→ THE TASK
Can you rewrite everything in the HTML scraping question from "Here how to get" down to "this beginner question.", putting "broken" in place of "malformed"?

→ GIVEN PASSAGE
Here how to navigate and put p class values in list ? :

                <p class="bioheading">value</p>
                <div class="biodata">value</div>
                <p class="bioheading">value</p>
                <p class="biodata">value</p>
                <p class="bioheading">value</p>
                <p class="biodata"><a href"http://url.com/month=01&amp;year=2018&amp;day=02">January 01, 1900</a> (117 years old)</p>
                <p class="bioheading">value</p>
                <p class="biodata">value</p>
                <p class="bioheading">value</p>
                <p class="biodata">value</p>

same for this:

<div id="vitalbox" class="tab-content">
<div role="tabpanel" class="tab-pane active" id="home">
    <div class="row">
        <div class="col-xs-12 col-sm-4">
            <p class="bioheading">value</p>
            <p class="biodata">value</p>
            <p class="bioheading">value</p>
            <p class="biodata">value</p>
            <p class="bioheading">value</p>
            <p class="biodata">value</p>
        </div>

Here how to get the gender value ? :

<input name="Gender" value="m" type="hidden">

Especially this html can be malformed. Sorry for this beginner question.

→ SUPPLIED ENTRIES
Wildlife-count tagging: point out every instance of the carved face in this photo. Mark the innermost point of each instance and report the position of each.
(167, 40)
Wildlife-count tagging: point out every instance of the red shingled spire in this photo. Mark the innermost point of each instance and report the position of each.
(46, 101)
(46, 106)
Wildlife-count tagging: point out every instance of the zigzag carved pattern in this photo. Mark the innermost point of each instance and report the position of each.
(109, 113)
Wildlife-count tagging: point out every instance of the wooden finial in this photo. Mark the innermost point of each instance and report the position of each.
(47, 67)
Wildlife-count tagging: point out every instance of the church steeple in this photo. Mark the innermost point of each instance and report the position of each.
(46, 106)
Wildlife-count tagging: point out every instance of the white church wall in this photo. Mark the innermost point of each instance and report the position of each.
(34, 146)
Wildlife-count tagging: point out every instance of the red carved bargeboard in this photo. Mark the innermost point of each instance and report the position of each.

→ WRITTEN RESPONSE
Here how to get the gender value ? :

<input name="Gender" value="m" type="hidden">

Especially this html can be broken. Sorry for this beginner question.